-- EXTRAIT CHOISI --
Points de vue

Savoir, avoir, être : pour un sens à notre cheminement (1/3)

Quel sens à « savoir » ?

Rédigé par Abdelhakim Elhadouchi | Lundi 17 Aout 2015 à 00:15

Savoir (1), avoir (2), être (3) : trois verbes, trois états de l’homme, trois étapes de sa vie ? Pourtant, il ne s’agit ni d’une ascension naturelle ni d’un programme intégré dans nos gênes. C’est une volonté.



Calligraphie de Julien Breton : « Le savoir élève ceux qui ne possèdent rien » (citation de Khalil Gibran).
Au lendemain des Lumières et de la Révolution française de 1789, un nouveau dieu est consacré. De l’union de la Science et de la Raison naquit le Progrès. Autour de ce nouveau culte se forge une « théologie » du Progrès qui se propage dans toutes les nations occidentales, entendue comme religion civile. Pour accéder au bonheur social, partagé par tous, il fallait panser les plaies causées par la misère et les inégalités en donnant du sens. C’est pourquoi la Science comme moyen d’amélioration des conditions de vie s’est répandue. L’Histoire a donc un sens, dans laquelle ce Progrès constitue le moteur.

Le Savoir était le marqueur de cette révolution. En « sachant », l’homme s’est fait dieu. Tous les efforts étaient orientés vers la recherche des progrès technologique et technique. La compétition des nations se déroulait non plus autour de l’accumulation de richesses, mais bel et bien sur l’information au sens large.

-- DESCRIPTION DU PROBLÈME --
Reprends le texte sur le savoir, l'avoir et l'être, et écris la suite à partir de sa dernière phrase.

-- SEGMENT DE DONNÉES --

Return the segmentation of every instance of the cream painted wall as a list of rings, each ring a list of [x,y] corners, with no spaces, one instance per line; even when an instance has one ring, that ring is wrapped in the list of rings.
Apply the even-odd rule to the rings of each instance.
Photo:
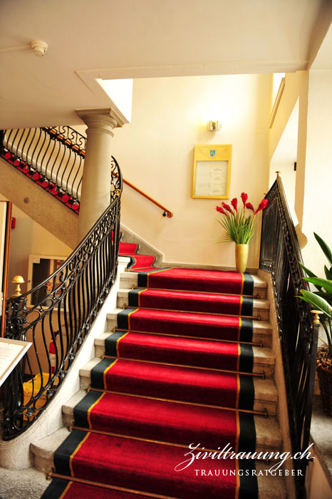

-- RÉSULTAT OBTENU --
Savoir ou l’éloge du progrès

L’homme s’était donc pris pour Dieu, tout en prenant soin de l’écarter de ces funestes desseins. La religion du Progrès avait convaincu l’homme qu’il était capable d’être l’acteur principal et le metteur en scène de sa vie. Hélas ! La recherche effrénée vers le savoir a conduit à des catastrophes perpétrées au nom du culte Progrès.

Aussi s’est-on permis d’utiliser une arme de destruction totale au profit d’une guerre dans les îles japonaises dans les années 1940. Pire, le culte Progrès a élevé l’homme occidental au rang de race supérieure légitimant ici et là « l’aventure » coloniale, doux euphémisme pour raconter la décadence de la conscience humaine. Cette certitude au progrès est morte (ou presque [1]) avec elle. C’est ce qui fait dire à Jacques Julliard que « la religion du progrès est bien morte. Nous sommes devenus agnostiques en matière d’avenir » [2].

Mais qui est l’Homme ? Cette majuscule apposée à ce nom élève son rang, mais ne rend pas grâce à Celui qui l’a créé. « S'est-il écoulé, en effet, pour l'homme un laps de temps durant lequel il n'était même pas une chose mentionnable ? » (Coran, s. 76, v. 1). Un rappel pour appeler à son origine. Que celui qui court derrière cette vie en foulant cette terre avec arrogance (Coran, s. 31, v. 18), qu’il revienne à ce premier mot, à ce premier souffle.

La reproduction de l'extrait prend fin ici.